» **Information shown**:
===

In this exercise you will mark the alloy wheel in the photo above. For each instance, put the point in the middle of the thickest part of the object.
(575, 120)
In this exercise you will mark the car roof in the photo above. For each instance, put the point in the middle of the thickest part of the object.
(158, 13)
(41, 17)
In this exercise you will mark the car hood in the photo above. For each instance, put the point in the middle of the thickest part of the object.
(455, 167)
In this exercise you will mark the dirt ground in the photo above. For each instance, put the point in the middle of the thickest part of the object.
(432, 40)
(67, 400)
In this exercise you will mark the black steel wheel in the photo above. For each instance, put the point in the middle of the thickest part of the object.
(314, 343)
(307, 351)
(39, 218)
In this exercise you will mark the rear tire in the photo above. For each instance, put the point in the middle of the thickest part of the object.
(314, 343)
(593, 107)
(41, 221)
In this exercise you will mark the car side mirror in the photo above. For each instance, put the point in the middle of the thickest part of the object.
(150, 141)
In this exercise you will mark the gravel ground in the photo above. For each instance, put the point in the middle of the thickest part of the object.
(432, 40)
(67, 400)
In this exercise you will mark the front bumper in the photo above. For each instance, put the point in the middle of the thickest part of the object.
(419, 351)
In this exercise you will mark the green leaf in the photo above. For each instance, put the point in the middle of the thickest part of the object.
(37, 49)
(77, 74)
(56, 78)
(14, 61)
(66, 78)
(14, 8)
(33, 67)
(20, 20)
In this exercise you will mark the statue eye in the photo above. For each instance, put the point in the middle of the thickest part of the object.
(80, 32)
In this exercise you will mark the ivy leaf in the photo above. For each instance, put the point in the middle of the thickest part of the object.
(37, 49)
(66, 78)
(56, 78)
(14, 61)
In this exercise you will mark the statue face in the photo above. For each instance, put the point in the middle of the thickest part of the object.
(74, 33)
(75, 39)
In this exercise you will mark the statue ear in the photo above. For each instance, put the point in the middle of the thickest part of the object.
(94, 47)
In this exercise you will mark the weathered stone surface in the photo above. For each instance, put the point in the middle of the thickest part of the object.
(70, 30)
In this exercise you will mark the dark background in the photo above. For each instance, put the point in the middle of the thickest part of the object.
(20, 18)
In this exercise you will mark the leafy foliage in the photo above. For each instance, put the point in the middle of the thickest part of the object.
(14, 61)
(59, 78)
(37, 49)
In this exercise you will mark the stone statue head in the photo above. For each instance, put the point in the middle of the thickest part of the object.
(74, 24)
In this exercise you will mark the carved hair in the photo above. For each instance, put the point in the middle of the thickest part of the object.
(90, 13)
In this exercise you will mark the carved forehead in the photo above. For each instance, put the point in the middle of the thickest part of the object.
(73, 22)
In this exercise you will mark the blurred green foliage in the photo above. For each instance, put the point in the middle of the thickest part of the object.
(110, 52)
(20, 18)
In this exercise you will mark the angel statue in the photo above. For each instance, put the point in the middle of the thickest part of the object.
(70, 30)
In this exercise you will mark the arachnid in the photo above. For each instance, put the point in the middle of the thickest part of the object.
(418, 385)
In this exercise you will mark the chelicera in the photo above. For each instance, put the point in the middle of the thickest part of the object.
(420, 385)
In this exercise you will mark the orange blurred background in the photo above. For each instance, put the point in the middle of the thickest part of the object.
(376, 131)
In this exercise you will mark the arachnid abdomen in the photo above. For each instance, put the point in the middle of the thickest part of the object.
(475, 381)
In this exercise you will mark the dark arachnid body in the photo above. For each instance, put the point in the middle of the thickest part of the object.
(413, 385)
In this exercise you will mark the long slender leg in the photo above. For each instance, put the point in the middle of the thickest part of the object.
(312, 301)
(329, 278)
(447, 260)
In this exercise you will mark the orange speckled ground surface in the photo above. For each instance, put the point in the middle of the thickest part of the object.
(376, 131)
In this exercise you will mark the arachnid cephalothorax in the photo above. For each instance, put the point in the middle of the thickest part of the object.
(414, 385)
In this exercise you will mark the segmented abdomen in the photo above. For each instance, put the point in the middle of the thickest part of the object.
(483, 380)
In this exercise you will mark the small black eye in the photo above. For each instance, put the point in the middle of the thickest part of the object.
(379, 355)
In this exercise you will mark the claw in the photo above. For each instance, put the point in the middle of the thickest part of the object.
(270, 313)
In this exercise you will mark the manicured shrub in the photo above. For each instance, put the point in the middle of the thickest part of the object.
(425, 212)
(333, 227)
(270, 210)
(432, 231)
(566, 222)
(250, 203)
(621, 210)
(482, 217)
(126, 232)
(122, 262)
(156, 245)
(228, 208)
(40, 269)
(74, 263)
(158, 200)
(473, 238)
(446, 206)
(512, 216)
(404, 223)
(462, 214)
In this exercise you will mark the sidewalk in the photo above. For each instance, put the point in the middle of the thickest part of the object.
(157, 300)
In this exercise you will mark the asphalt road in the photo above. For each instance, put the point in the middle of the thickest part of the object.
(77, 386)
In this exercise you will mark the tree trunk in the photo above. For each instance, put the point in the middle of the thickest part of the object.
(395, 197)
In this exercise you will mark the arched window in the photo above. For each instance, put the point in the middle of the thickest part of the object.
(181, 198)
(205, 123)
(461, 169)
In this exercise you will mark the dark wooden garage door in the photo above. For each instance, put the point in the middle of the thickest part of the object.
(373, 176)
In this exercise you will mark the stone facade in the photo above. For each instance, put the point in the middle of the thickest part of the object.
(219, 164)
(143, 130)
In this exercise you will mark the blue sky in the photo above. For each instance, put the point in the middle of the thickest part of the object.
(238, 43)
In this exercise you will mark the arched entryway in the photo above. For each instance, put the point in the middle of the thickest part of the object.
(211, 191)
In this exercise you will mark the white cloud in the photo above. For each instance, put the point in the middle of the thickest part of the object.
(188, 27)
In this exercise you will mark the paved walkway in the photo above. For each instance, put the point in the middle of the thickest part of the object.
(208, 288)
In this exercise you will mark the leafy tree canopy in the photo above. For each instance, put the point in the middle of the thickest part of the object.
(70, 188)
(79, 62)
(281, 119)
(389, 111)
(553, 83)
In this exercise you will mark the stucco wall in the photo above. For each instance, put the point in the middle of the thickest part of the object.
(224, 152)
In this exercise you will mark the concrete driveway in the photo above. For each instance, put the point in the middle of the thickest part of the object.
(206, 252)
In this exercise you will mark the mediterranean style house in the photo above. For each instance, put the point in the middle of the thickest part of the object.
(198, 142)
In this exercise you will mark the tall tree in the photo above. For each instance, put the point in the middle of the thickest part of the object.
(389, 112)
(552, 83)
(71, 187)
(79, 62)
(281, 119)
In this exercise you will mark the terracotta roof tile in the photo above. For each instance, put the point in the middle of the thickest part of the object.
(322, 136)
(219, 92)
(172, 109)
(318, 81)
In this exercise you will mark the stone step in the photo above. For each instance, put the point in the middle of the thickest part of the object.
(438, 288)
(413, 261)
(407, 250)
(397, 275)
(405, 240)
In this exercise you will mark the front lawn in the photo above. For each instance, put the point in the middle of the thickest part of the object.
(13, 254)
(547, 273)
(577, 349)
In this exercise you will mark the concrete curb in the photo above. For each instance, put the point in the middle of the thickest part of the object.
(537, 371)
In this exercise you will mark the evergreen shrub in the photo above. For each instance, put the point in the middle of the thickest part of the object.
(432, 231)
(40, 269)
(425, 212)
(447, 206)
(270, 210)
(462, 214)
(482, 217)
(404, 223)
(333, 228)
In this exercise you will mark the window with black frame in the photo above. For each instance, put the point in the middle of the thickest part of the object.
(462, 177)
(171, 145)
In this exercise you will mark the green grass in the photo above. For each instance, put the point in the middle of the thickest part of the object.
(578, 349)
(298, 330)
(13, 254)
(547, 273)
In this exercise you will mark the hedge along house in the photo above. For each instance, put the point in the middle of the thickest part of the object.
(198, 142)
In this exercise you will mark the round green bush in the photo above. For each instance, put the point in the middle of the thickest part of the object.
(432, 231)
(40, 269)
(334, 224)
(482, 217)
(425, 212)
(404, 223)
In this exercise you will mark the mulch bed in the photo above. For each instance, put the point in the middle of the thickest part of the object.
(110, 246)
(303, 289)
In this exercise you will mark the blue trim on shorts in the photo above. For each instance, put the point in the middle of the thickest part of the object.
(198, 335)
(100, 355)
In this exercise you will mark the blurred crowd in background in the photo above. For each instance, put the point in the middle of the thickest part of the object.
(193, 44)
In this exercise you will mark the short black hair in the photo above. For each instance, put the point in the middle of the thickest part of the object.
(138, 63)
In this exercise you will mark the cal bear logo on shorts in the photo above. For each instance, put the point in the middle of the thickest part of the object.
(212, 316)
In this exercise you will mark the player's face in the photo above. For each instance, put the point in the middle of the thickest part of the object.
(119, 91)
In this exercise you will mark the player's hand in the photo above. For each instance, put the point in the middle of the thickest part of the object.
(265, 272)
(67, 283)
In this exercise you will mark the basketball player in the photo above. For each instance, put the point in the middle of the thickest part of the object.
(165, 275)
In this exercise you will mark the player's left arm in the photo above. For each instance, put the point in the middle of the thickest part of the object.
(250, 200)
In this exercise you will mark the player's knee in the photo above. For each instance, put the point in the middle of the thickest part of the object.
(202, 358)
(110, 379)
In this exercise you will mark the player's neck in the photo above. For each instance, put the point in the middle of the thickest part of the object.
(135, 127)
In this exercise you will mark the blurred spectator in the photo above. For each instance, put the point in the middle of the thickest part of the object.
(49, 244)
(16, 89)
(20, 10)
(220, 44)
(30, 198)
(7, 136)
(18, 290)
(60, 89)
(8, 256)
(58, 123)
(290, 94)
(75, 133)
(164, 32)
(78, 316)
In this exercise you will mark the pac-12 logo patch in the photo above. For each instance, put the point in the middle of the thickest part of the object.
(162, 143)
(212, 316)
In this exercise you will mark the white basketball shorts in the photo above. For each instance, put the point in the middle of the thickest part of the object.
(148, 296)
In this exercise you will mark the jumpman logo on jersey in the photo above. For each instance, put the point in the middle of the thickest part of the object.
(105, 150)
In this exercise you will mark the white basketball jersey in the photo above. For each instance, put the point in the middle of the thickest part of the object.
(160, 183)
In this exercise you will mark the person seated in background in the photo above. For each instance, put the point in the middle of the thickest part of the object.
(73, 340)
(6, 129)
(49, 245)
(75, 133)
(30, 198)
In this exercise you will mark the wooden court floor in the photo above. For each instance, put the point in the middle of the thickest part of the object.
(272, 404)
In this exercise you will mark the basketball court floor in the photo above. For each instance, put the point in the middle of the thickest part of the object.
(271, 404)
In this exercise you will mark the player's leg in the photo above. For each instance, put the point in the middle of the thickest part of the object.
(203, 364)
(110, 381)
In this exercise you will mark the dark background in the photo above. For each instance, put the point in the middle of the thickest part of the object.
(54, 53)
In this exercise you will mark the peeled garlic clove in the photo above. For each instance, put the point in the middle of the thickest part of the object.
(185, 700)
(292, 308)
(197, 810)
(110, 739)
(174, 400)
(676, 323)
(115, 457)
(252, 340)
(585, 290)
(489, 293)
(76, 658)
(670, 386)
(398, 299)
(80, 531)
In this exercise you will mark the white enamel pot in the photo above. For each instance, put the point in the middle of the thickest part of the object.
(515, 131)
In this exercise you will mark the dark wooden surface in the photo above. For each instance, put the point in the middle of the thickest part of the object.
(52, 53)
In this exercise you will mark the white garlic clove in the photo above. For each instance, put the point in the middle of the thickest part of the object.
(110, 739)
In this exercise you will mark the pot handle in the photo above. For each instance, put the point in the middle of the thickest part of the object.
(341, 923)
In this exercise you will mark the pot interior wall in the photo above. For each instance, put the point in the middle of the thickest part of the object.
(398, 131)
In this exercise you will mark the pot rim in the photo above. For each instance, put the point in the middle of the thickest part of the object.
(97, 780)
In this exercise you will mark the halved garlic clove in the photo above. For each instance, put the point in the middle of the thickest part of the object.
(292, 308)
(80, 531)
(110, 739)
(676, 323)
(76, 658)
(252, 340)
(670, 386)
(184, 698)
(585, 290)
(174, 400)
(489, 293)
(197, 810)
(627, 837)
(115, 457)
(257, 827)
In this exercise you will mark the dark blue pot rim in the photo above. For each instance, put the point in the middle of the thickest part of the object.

===

» **Written exercise**: Print only the lines from the one with "In this exercise you will mark the halved" to the end of the records, both included.

» **Exercise response**:
In this exercise you will mark the halved garlic clove in the photo above. For each instance, put the point in the middle of the thickest part of the object.
(292, 308)
(80, 531)
(110, 739)
(676, 323)
(76, 658)
(252, 340)
(670, 386)
(184, 698)
(585, 290)
(174, 400)
(489, 293)
(197, 810)
(627, 837)
(115, 457)
(257, 827)
In this exercise you will mark the dark blue pot rim in the photo above. For each instance, put the point in the middle of the thickest part of the object.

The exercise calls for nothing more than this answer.